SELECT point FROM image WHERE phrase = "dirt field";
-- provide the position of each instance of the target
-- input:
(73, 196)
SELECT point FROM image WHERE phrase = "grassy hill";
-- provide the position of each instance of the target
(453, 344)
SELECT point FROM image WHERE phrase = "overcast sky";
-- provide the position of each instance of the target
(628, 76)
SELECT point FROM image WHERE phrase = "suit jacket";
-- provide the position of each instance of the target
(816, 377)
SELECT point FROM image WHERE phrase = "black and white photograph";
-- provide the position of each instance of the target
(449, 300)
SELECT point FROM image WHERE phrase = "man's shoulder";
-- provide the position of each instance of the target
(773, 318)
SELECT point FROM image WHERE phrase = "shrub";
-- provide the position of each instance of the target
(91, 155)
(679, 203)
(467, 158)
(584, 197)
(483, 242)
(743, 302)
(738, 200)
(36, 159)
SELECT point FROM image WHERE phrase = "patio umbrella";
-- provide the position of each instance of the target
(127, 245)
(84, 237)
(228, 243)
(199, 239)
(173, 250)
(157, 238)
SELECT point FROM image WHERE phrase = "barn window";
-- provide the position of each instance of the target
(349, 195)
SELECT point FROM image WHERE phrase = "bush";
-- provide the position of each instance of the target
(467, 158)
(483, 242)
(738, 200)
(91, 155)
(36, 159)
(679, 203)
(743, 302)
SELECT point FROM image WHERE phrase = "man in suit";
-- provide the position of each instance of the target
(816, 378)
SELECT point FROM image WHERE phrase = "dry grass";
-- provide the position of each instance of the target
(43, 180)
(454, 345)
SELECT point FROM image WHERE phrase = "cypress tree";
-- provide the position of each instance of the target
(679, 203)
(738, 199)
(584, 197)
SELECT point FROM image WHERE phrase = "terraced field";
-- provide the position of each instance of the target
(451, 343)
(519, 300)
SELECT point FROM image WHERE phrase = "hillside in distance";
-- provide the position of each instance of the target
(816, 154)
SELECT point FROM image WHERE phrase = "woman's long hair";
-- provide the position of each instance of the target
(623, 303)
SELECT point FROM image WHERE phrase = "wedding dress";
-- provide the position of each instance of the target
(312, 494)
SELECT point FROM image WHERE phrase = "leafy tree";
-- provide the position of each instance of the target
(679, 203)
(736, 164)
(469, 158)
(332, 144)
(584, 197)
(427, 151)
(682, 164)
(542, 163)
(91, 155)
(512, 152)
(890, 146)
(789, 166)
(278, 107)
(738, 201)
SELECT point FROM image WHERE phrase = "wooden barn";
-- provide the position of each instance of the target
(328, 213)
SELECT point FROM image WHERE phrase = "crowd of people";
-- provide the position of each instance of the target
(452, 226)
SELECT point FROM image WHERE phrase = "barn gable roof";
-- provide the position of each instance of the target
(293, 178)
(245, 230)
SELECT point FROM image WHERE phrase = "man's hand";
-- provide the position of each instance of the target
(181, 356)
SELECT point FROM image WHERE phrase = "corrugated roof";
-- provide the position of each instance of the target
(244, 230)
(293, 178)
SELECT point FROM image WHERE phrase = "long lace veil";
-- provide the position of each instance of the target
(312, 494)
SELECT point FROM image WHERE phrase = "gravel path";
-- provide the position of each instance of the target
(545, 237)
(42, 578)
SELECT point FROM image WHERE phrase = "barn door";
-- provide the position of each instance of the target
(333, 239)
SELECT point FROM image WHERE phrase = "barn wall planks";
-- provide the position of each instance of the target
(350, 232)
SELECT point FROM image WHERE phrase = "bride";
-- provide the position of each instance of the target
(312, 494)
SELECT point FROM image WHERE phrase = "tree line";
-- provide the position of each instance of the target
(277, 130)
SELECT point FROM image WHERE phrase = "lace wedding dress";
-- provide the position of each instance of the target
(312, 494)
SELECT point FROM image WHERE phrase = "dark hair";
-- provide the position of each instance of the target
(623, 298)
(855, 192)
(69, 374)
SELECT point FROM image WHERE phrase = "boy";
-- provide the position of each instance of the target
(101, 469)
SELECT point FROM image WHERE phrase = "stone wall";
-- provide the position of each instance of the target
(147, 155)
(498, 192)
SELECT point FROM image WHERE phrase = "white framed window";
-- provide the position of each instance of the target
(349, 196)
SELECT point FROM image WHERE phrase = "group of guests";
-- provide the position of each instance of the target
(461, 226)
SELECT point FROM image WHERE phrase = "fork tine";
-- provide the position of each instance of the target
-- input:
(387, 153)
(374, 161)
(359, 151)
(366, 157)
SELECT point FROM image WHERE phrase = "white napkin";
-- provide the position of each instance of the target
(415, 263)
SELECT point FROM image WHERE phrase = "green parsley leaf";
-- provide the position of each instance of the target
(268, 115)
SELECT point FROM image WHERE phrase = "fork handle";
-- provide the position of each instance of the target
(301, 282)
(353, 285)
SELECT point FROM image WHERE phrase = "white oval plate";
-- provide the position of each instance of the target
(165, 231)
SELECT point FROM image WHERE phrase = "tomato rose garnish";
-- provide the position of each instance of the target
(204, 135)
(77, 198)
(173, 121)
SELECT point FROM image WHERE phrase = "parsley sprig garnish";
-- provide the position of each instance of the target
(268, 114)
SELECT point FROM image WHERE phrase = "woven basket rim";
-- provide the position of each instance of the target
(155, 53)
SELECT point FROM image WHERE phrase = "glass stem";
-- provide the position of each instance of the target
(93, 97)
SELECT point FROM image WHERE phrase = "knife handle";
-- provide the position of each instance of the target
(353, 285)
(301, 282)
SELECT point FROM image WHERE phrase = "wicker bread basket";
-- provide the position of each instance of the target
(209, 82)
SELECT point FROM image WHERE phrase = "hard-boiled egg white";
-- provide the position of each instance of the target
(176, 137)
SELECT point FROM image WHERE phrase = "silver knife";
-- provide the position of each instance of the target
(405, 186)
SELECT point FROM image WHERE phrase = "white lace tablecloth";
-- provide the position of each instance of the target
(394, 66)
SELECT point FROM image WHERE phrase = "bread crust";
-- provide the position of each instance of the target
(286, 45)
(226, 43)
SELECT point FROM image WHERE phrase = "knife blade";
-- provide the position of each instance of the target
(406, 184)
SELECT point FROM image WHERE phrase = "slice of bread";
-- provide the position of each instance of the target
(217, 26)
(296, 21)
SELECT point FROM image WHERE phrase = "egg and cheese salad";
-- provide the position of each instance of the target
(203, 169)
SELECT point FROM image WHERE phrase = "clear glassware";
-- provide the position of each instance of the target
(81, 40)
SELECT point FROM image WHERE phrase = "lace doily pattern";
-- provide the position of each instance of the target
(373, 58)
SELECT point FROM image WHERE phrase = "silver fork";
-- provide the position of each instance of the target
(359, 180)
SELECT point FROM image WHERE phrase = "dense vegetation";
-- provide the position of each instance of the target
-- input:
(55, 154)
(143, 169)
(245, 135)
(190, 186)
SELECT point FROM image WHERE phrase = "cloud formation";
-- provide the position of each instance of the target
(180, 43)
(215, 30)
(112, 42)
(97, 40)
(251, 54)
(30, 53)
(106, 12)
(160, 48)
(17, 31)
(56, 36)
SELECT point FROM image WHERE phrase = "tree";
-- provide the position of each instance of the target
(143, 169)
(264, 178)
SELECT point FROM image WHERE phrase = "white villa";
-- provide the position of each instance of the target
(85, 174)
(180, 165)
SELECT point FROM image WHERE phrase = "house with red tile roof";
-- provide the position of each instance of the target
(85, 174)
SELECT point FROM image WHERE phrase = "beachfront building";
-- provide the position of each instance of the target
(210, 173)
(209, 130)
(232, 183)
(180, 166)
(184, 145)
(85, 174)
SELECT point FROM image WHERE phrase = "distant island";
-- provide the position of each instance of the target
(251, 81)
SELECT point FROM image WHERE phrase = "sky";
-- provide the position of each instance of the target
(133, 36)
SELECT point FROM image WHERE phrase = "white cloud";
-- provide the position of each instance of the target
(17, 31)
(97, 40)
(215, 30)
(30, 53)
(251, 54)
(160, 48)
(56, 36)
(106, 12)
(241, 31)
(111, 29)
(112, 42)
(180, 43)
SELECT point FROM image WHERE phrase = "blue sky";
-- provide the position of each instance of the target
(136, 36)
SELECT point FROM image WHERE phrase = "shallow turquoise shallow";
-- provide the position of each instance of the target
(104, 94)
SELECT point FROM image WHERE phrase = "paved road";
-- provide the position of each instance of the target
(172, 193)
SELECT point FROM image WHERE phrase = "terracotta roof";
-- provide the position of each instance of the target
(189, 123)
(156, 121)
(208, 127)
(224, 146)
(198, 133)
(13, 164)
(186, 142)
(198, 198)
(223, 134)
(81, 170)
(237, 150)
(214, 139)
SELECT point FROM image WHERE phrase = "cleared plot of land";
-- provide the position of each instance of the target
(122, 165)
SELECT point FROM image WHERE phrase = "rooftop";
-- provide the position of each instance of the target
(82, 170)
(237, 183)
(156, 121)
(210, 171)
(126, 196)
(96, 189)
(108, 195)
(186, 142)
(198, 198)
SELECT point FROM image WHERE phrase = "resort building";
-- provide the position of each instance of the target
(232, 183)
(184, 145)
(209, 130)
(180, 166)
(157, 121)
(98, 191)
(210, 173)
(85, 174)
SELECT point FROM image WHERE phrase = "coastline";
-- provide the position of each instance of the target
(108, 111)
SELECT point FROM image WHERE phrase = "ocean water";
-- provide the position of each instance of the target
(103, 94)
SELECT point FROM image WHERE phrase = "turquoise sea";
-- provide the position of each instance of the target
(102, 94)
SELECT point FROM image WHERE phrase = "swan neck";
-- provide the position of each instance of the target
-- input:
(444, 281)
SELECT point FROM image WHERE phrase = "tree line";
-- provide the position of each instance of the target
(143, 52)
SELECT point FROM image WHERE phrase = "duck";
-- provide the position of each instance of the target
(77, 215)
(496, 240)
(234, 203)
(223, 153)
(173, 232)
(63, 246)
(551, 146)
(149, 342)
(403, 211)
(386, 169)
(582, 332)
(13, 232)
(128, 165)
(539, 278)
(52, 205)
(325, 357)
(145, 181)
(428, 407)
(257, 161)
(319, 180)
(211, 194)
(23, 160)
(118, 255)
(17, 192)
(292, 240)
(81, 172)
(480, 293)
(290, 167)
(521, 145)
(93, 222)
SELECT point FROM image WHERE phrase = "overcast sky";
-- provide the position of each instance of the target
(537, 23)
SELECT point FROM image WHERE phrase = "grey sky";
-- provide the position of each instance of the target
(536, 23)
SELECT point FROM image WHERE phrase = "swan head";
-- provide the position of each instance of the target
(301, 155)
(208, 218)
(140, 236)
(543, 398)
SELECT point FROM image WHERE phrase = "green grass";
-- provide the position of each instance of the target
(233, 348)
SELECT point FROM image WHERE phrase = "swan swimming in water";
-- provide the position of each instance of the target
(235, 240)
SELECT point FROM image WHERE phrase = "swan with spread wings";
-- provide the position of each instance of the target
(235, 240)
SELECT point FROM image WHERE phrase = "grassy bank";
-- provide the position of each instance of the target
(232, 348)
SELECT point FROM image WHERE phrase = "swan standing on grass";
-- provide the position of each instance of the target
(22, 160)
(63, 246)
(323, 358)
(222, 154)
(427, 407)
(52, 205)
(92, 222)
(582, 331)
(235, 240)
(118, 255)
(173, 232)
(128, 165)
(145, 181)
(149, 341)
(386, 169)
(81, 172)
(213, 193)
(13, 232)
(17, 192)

==============================

#### Written request:
List every line of the material above that contains the string "turquoise", reproducing each line in full. Case counts.

#### Task output:
SELECT point FROM image WHERE phrase = "shallow turquoise shallow";
SELECT point FROM image WHERE phrase = "turquoise sea";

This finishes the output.